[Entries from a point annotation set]
=====

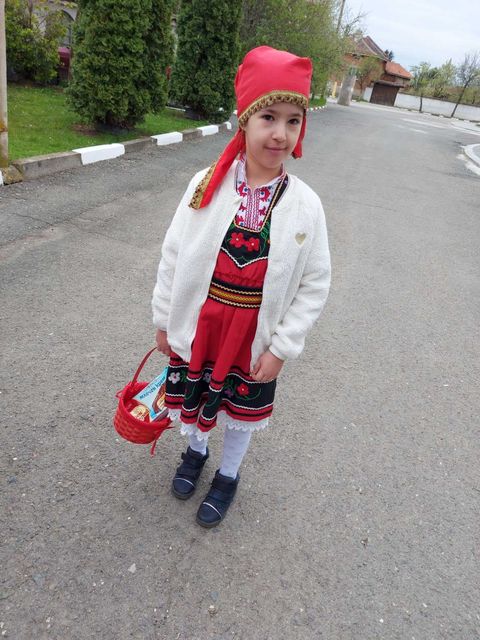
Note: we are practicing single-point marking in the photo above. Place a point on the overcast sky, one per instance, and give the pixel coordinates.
(417, 30)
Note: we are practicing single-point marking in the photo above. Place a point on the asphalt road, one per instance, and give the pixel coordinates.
(357, 516)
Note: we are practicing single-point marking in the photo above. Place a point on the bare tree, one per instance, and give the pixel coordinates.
(423, 75)
(468, 72)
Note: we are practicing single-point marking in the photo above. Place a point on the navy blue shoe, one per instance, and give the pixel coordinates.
(215, 506)
(185, 481)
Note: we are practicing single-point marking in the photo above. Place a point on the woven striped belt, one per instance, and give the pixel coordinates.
(234, 295)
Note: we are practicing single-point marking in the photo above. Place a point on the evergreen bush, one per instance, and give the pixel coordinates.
(121, 48)
(33, 40)
(207, 57)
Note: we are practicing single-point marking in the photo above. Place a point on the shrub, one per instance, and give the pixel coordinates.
(121, 50)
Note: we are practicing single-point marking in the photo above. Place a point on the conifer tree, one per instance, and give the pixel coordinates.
(121, 49)
(207, 57)
(159, 45)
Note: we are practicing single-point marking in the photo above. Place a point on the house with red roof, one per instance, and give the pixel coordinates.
(381, 78)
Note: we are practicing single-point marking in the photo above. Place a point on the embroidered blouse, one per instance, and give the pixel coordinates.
(254, 205)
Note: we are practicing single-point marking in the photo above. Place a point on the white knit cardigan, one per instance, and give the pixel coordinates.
(296, 282)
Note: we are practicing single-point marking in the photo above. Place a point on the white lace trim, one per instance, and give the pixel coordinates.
(223, 420)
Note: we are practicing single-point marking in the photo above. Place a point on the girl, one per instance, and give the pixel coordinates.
(245, 272)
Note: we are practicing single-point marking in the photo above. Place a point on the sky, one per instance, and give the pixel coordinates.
(421, 30)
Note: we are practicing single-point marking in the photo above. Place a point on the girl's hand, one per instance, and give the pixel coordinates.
(266, 368)
(162, 342)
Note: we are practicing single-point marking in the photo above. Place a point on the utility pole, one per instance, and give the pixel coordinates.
(339, 24)
(3, 91)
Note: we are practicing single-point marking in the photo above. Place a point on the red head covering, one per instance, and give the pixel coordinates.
(265, 76)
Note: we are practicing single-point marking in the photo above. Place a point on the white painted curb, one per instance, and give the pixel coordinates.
(100, 152)
(168, 138)
(208, 130)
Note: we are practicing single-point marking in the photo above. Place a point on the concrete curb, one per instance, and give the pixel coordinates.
(39, 166)
(472, 151)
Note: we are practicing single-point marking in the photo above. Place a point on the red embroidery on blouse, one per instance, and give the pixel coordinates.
(254, 205)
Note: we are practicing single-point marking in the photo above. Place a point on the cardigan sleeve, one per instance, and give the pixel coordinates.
(289, 338)
(163, 288)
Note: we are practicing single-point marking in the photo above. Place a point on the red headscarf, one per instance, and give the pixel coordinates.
(265, 76)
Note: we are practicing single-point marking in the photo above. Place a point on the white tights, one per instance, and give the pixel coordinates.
(235, 445)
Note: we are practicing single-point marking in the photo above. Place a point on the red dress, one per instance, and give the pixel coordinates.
(217, 382)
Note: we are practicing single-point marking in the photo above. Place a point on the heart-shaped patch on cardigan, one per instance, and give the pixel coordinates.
(300, 237)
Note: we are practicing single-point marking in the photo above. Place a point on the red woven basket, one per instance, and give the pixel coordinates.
(128, 426)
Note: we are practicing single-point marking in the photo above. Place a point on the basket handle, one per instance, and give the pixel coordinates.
(142, 364)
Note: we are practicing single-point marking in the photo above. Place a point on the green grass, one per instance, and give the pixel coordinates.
(317, 102)
(40, 122)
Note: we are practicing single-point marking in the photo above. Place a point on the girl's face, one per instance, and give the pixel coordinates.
(271, 135)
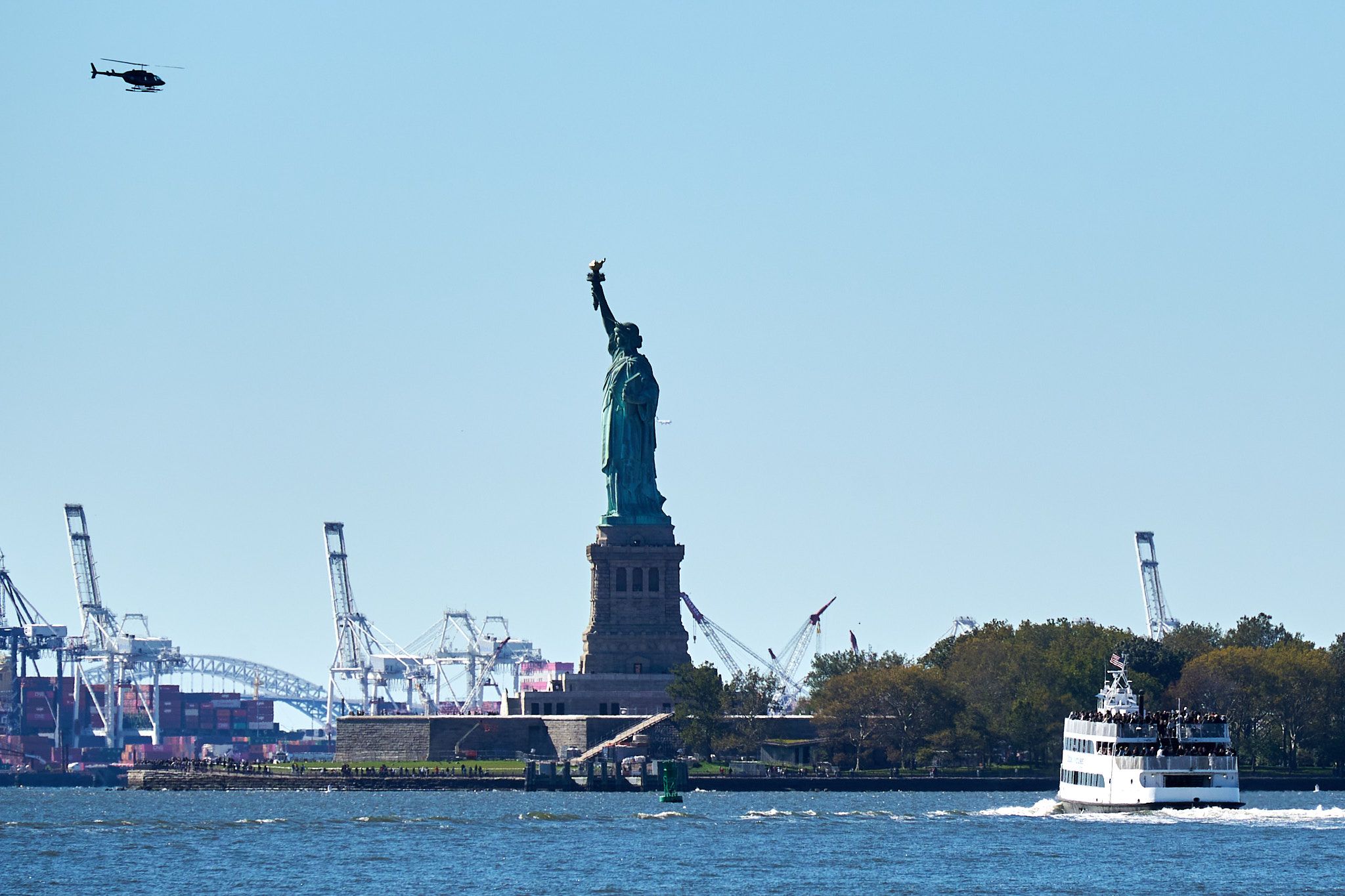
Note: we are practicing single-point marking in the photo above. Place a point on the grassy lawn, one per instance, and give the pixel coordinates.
(489, 766)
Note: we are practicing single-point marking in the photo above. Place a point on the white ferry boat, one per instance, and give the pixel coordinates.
(1122, 759)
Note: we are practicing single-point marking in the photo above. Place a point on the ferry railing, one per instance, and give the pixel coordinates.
(1178, 763)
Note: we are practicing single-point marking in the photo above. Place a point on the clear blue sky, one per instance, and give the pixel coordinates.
(946, 301)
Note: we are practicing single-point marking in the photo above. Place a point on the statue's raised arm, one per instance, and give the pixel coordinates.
(630, 410)
(596, 278)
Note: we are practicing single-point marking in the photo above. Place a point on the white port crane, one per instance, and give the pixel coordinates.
(459, 643)
(363, 653)
(1156, 606)
(124, 656)
(783, 667)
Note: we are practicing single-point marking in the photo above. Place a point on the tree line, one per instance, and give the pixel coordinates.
(998, 695)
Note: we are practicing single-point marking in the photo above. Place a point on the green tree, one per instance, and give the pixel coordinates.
(838, 662)
(1259, 631)
(698, 702)
(1298, 687)
(1229, 681)
(1153, 666)
(749, 696)
(849, 708)
(920, 707)
(1193, 640)
(1332, 740)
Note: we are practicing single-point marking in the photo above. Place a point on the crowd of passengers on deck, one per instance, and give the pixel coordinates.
(1164, 716)
(1165, 750)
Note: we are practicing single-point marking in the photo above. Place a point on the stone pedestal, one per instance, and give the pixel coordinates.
(635, 608)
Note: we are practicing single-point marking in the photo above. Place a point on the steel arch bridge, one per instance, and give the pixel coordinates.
(269, 681)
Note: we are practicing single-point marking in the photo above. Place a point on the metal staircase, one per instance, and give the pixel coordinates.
(594, 753)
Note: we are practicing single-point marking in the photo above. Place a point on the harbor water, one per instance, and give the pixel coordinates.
(110, 842)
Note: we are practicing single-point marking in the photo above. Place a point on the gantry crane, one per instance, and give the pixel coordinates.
(1156, 606)
(789, 660)
(363, 653)
(712, 633)
(26, 637)
(458, 641)
(119, 651)
(783, 667)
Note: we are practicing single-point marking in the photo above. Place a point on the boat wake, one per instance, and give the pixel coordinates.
(1328, 819)
(1036, 811)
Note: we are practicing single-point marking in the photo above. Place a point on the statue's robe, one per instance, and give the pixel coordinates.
(630, 408)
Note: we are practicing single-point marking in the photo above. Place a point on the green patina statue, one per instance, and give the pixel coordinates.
(630, 408)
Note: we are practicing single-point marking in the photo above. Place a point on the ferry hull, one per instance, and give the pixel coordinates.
(1070, 805)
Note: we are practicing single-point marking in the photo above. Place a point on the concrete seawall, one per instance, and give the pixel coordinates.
(171, 779)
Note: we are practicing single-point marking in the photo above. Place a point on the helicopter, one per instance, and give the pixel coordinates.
(139, 79)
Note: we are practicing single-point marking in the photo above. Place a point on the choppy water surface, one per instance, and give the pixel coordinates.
(791, 843)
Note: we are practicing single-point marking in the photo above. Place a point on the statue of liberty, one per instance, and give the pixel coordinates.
(630, 408)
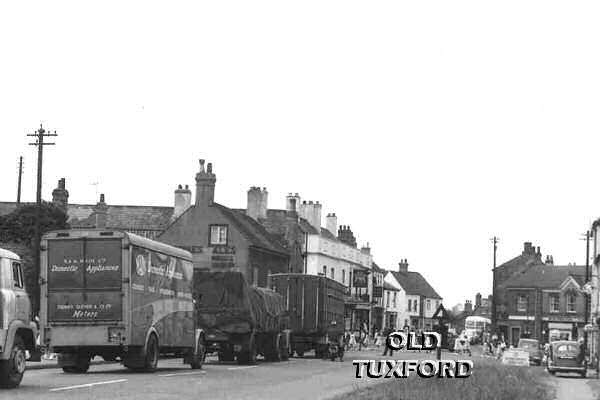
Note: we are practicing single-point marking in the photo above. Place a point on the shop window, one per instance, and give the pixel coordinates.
(554, 303)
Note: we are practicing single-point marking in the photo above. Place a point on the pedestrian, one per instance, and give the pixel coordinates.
(352, 341)
(378, 339)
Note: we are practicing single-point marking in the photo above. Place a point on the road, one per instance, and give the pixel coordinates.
(572, 387)
(298, 378)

=====

- Description of the task -
Can you quote every line of the listing above word for word, omitting the pictures?

- Answer -
Note: we are practicing single-point marking in the photo above. Place a point on the overcast sky, one per instance, and give the pixel coordinates.
(417, 30)
Note: we are practicing single-point marking in the photo above. Place a point on the asphalt road, one per instance, and give the pixel coordinates.
(357, 516)
Note: we are practicing single-point marking in the photo above. Place a point on the bare tree, one per instance, and give the pixel coordinates.
(423, 75)
(468, 72)
Note: we are practicing single-point marking in the photo above. Place a point on the navy blue shoe, one per instance, and give the pixel coordinates.
(215, 506)
(185, 481)
Note: we are practicing single-point marking in the photo above. Place a point on the woven striped belt, one per instance, and give the pixel coordinates.
(234, 295)
Note: we are practicing single-point marking in the photo above. Place a point on the evergreen bush, one per instance, and give the pixel coordinates.
(121, 48)
(33, 40)
(207, 57)
Note: we are practicing single-point marking in the photo above. Place a point on the shrub, one per instance, and give the pixel coordinates.
(121, 50)
Note: we are practicing single-point marking in the photo above. Place a point on the conifer tree, one per instance, and give the pixel coordinates.
(121, 49)
(207, 57)
(159, 45)
Note: we are practicing single-point marking in the photo above. Place a point on the house with red roof, one per instance, and give the pixel coordinates.
(381, 78)
Note: we are practicing single-point marking in the photo above. Place a point on the embroidered blouse, one per instance, and give the pixel coordinates.
(254, 205)
Note: we are practicing single-point marking in the photo above. Place a point on the white knit cardigan, one per instance, and give the pixel coordinates.
(296, 282)
Note: we are practicing single-point marking in the photo above. Place a point on the white lace trim, one per instance, and give the pixel coordinates.
(223, 420)
Note: we are practicing single-point marking in the photo above. Place a point on the girl, one per instance, and give the pixel coordinates.
(245, 272)
Note: we are practicing single-point marking in the photo above. Place a point on the sky, one per instance, and give the pixel coordinates.
(421, 30)
Note: we are practicing single-point marking in the photo above. Place a point on the girl's hand, one per instance, and give the pixel coordinates.
(266, 368)
(162, 342)
Note: we are practicing single-point marking in the photo above. Place a point on the utility pole, one per instance, and give the pixel coordinates.
(339, 24)
(3, 91)
Note: we are practicing single-point marking in the photo above. Place a point on the red head covering, one per instance, and give the pixel coordinates.
(265, 76)
Note: we are practicing single-point marking in the photo above. Place a point on the white painted curb, one per instance, and give the pixel coordinates.
(100, 152)
(168, 138)
(208, 130)
Note: we are practicing single-point marking in the photo above. Place a point on the concrete curb, one per instance, and give the pixel coordinates.
(39, 166)
(472, 151)
Note: we are practicing single-point marking in the photo above. Place a point on the red embroidery on blouse, one per instance, and give the pixel coordinates.
(254, 205)
Note: we are practicing single-point marking in the photo above. Place a point on the cardigan sleeve, one per instance, and give the pixel coordinates.
(289, 338)
(163, 288)
Note: we are practicing single-point marking in the photo above. Place a point on the red headscarf, one per instance, and give the pixel coordinates.
(265, 76)
Note: we are practicing single-point marking in the photo above. Place a point on the white tights, one per instance, and give the pixel coordinates.
(235, 445)
Note: we are practicing single-point marking in the photo above. Place a point on the red dress, one per instance, and give the pixel coordinates.
(217, 382)
Note: we are practicing single-point marking in the photo above. Place a point on the heart-shaped patch on cardigan, one per instance, and give the pixel coordinates.
(300, 237)
Note: we are practicing single-point marking in the photo above. Place a point on the red woven basket, one per instance, and give the pixel coordinates.
(128, 426)
Note: we are practicing single-point marking in the photo above. Place a point on the basket handle, one per instance, and give the pixel coordinates.
(142, 364)
Note: we are practicing single-point marking in the photo above. Place a point on the green grass, one per instance, and give the pixel coordinates.
(317, 102)
(40, 122)
Note: we are practicing single-point marking in the photo above. Place a point on the girl's face, one per instance, and give the pixel coordinates.
(271, 135)
Note: we are practicing single-point marking in the photo above. Place a point on the grassy lawn, one per instance, and give the pixel coordinates.
(489, 766)
Note: we are practicing single-point marking in the photo above. Place a point on the white ferry boat, one per instance, and give the pixel coordinates.
(1122, 759)
Note: we are practicing single-point marking in the photo above. Place a point on the ferry railing, one per instance, and give the pixel coordinates.
(1178, 763)
Note: we are practicing single-point marking in the photo above. Place a point on the clear blue sky, one per instance, and give the pixel coordinates.
(946, 301)
Note: we are practicing single-point marking in the photo above. Place a point on the statue's raised arm, one per instance, and give the pixel coordinates.
(630, 410)
(596, 278)
Note: we are practicing single-point marking in the photo above. Place a point on the white port crane, one per instance, and give the pixel coordinates.
(459, 643)
(363, 653)
(1156, 606)
(124, 656)
(783, 667)
Note: we are practicing single-point marking in the photo above. Place a point on the tree line, one per instance, and give the pixel coordinates.
(998, 695)
Note: we are practicing single-point marking in the photo above. Place a point on the green tree, one per instance, and give the pixel coordinates.
(838, 662)
(1259, 631)
(698, 702)
(1298, 687)
(1229, 681)
(1153, 666)
(749, 696)
(849, 708)
(920, 707)
(1193, 640)
(1332, 740)
Note: we are practicing single-point marking in the photo above. Place a point on the crowd of passengers on deck, one per instance, and give the pixel coordinates.
(1164, 716)
(1165, 750)
Note: we are practicing single-point marking in the photo above. Place a point on the stone pedestal, one per instance, and give the pixel coordinates.
(635, 608)
Note: we are practicing single-point marking in the photo above. Place a point on the steel arch bridge, one per instance, and give the pixel coordinates.
(269, 681)
Note: we are practicing single-point marking in the photo above. Place a point on the metal staircase, one per instance, and give the pixel coordinates.
(594, 753)
Note: we are practicing single-point marking in the photo above. Place a point on the harbor water, one per instance, and give the pixel coordinates.
(110, 842)
Note: we are practicing single-point marking in the photo above. Place a point on the gantry crane, one per instance, and give the pixel coordinates.
(1156, 606)
(789, 660)
(363, 653)
(712, 633)
(26, 637)
(458, 641)
(119, 651)
(783, 667)
Note: we are practicing single-point marking in the photo above. Place a point on the boat wake, one per instance, and give the pixel coordinates.
(1328, 819)
(1036, 811)
Note: we are practicing single-point marking in the photo above. Place a point on the statue's robe, one per instance, and give the pixel coordinates.
(630, 408)
Note: we are practicing single-point marking in the photo above. Place a point on the green patina statue, one per instance, and give the pixel coordinates.
(630, 408)
Note: we are practicing single-point marking in the photo above. Place a point on the ferry hull, one per instance, and give the pixel coordinates.
(1070, 805)
Note: we are practicing single-point marking in the photo above. Place a point on the concrete seawall, one per instance, and give the pixel coordinates.
(171, 779)
Note: we are practicing single-point marking in the photo above. Place a point on the helicopter, one per instance, and give the pixel coordinates.
(139, 79)
Note: we are practicing single-point marking in the photo above. Place a point on the choppy water surface, one per instance, and give the pixel coordinates.
(791, 843)
Note: we are practicing single-point marking in the photo above. Place a point on the statue of liberty, one per instance, and give the pixel coordinates.
(630, 408)
Note: we are practicing single-point marking in the photo above. Place a point on the shop window, one per instance, and give the pixel coordinates.
(554, 303)
Note: we are practicing single-point marking in the photo above. Place a point on the pedestrian, one per instance, and give the pixel coordinates.
(352, 341)
(378, 339)
Note: we are practicing single-point marking in the photo above. Place a point on the road, one per instance, and give the pixel coordinates.
(572, 387)
(298, 378)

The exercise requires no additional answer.